Given request>
Edit the material from its start through the line holding "[0,0,453,286]", inclusive, changing "building facade" to "storefront" and leaving everything else as it stands. Give back only those lines.

Rows from a dataset>
********
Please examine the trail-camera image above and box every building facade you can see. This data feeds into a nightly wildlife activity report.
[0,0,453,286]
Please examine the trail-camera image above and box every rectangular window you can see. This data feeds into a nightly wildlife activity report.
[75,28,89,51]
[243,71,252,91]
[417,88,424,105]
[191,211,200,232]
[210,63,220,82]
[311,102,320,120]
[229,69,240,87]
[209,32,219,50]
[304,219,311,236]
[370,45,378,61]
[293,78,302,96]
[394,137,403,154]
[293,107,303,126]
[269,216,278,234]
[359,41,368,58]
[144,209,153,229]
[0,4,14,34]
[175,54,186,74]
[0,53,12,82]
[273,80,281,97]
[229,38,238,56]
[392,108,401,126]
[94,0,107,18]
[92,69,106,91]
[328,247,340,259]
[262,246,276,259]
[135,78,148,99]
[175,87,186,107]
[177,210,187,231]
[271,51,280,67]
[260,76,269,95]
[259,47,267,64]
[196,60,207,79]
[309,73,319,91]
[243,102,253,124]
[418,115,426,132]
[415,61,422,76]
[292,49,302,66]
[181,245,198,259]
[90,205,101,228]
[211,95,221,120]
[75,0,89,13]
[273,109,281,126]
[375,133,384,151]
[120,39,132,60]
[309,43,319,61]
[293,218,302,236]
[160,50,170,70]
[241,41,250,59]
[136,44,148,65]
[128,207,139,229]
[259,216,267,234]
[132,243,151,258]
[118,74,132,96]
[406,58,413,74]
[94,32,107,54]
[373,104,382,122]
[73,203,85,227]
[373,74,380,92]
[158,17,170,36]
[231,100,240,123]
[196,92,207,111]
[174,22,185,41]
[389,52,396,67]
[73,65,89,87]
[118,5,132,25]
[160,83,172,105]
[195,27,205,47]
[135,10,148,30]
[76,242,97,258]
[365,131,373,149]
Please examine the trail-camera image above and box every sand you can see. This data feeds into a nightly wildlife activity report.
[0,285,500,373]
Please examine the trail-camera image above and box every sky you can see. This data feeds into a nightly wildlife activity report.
********
Result for this exercise>
Please examine the trail-camera image above and box every storefront you can see. This data feeds into a nightly wildlife activity report.
[0,0,453,286]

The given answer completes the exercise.